**What to do:** Copy each line that contains the string "forearm", taking them from the material.
^^^^^^^^^^^^^^^^
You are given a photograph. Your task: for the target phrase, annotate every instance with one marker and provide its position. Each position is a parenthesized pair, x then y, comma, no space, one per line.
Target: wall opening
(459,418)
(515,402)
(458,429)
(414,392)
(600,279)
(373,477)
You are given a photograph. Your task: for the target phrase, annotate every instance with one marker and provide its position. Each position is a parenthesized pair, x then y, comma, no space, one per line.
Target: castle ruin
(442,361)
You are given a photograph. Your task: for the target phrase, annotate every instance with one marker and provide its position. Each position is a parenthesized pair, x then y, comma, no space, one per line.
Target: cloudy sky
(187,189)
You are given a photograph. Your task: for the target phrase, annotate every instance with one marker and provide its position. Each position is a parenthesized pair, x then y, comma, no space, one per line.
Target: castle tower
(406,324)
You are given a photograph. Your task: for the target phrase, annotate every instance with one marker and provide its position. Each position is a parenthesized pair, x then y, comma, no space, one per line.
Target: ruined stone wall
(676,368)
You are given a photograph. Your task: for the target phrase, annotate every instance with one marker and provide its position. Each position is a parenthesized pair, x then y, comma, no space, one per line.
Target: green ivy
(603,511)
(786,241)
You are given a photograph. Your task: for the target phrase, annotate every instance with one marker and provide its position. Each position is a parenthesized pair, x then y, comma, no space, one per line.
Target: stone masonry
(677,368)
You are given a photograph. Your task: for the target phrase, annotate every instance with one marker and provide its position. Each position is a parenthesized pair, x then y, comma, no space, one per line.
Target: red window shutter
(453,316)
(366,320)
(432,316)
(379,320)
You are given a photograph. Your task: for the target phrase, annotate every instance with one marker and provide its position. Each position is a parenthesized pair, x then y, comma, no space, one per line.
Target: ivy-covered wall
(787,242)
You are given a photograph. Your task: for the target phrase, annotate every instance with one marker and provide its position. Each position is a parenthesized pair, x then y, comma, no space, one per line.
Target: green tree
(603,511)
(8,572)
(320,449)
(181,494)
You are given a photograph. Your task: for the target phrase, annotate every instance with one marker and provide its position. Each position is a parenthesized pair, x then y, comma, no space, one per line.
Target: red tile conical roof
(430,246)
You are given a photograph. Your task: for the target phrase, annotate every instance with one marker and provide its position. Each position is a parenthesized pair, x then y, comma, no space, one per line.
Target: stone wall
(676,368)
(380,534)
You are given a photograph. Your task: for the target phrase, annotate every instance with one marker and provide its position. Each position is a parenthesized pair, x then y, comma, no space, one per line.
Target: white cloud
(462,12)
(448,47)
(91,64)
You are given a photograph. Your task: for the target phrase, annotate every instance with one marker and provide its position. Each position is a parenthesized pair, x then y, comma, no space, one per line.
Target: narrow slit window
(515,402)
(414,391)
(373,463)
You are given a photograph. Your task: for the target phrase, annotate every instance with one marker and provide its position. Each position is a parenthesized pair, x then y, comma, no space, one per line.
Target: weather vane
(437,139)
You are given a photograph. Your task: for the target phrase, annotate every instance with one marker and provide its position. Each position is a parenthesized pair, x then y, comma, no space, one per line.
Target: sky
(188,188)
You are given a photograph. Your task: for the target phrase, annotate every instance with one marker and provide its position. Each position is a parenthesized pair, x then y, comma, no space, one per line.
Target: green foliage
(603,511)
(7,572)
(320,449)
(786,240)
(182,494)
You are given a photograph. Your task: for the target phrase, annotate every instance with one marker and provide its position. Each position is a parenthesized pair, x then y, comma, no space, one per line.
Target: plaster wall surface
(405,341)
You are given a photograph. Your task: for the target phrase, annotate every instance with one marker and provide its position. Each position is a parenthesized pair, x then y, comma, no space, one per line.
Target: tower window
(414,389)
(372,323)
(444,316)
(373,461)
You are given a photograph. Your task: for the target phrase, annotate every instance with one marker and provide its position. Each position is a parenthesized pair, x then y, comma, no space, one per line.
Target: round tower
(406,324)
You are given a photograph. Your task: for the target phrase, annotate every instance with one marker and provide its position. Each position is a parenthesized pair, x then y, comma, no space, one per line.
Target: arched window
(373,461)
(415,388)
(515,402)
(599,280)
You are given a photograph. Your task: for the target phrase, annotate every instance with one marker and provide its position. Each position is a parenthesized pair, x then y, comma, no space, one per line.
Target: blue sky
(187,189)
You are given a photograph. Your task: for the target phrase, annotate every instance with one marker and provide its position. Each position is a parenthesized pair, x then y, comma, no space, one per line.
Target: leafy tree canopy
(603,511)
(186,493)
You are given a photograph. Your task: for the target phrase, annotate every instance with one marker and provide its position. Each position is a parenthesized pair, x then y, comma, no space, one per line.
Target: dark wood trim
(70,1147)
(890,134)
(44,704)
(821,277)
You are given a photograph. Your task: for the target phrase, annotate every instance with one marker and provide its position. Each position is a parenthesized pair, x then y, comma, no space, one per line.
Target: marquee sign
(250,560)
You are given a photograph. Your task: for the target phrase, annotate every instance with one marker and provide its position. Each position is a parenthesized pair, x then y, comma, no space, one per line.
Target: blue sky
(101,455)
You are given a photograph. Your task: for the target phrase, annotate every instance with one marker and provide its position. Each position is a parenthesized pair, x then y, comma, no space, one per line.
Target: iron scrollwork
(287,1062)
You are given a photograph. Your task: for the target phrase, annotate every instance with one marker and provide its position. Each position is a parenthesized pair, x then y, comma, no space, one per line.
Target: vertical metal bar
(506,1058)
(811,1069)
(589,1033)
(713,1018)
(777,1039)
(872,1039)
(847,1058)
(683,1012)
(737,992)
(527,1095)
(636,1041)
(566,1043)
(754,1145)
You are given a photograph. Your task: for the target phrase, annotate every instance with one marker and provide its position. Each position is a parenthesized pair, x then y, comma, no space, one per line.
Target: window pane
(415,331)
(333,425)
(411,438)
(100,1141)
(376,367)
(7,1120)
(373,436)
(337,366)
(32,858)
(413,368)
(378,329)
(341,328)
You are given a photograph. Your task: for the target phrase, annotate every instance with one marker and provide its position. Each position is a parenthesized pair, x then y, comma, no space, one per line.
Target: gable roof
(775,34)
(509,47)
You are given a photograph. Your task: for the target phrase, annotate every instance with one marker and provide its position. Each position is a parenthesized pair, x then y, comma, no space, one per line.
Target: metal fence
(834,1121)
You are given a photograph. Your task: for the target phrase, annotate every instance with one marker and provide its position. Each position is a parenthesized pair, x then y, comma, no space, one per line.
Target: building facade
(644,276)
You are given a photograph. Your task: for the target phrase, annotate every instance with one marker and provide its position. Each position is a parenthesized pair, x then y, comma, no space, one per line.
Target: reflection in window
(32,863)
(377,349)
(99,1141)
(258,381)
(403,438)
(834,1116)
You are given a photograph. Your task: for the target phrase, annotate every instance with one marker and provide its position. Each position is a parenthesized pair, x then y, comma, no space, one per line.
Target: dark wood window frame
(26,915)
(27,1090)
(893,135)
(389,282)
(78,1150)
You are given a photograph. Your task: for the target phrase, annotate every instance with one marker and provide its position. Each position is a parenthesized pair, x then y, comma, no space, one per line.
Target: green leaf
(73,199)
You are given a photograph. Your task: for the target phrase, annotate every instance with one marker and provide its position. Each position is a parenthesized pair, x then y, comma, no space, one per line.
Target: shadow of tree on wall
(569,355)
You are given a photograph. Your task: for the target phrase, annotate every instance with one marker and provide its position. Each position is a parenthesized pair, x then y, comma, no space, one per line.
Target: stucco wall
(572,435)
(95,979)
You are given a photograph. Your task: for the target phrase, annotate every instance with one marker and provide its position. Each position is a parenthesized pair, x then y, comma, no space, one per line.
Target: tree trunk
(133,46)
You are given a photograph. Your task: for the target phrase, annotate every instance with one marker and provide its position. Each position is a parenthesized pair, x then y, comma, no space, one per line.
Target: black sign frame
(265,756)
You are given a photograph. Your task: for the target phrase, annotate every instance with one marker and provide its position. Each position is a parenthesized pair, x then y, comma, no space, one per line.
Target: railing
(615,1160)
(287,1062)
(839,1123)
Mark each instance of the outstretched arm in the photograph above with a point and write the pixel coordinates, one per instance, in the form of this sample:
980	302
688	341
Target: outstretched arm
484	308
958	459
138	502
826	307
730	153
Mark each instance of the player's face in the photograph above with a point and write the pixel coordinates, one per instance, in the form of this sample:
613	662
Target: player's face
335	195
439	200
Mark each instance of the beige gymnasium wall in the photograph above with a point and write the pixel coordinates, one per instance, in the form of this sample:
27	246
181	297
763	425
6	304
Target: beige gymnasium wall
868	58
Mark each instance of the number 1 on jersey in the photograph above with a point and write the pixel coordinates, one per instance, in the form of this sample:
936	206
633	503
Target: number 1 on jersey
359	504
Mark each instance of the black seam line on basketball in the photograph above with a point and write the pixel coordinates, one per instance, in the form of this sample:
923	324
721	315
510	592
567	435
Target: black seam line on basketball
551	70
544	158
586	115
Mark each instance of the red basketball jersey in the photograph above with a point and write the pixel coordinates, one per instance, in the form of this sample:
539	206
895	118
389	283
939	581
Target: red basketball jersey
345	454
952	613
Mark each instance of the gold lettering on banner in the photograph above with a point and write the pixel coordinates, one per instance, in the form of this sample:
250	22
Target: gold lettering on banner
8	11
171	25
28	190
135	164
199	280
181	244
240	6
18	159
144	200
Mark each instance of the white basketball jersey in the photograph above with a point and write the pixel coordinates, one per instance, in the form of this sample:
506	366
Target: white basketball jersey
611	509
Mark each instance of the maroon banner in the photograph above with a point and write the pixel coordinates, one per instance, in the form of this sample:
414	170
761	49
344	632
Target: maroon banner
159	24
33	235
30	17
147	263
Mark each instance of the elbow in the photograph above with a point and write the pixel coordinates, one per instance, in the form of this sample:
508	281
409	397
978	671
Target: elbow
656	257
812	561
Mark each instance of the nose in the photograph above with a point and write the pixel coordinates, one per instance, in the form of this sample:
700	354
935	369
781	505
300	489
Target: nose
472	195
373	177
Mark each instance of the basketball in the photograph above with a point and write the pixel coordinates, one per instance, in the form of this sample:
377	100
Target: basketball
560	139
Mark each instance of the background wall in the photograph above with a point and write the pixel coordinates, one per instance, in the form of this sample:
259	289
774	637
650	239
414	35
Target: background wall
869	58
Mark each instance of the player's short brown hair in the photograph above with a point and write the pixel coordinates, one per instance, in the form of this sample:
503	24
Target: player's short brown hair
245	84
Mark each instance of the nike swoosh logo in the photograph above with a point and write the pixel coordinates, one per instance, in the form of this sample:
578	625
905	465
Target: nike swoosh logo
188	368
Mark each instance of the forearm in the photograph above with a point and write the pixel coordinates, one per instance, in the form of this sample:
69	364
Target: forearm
^^^^^^^^^^^^^^^^
**Solution to this exercise:**
Mark each instance of the forearm in the photograph above with a point and write the pixel coordinates, one per instance, in the form of this sample:
Target: forearm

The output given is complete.